**SOURCE DATA**
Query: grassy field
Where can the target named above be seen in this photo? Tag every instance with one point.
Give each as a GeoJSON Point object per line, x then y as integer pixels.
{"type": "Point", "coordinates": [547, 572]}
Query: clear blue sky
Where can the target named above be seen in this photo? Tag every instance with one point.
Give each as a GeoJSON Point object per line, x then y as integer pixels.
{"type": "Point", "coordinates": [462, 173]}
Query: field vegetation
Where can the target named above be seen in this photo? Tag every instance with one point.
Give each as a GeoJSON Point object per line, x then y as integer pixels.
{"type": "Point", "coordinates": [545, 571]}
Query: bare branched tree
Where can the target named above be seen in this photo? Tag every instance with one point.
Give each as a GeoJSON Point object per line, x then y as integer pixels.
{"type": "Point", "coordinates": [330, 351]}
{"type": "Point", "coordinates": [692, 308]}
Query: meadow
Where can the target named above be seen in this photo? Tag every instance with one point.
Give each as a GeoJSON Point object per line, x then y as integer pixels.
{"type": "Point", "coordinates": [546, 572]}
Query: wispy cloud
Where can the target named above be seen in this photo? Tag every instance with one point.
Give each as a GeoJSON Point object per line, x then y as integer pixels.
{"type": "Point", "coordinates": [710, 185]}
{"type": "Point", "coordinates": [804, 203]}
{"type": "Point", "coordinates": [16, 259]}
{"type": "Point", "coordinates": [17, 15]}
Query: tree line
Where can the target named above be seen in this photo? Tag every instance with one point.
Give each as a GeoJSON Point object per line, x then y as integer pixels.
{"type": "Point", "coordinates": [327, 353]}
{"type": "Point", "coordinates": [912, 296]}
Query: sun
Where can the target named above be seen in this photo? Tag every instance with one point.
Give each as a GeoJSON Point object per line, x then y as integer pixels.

**EXERCISE GOAL**
Copy out all lines above holding "tree".

**SOLUTION TO THIS TASK**
Query: bare branched tree
Query: tree line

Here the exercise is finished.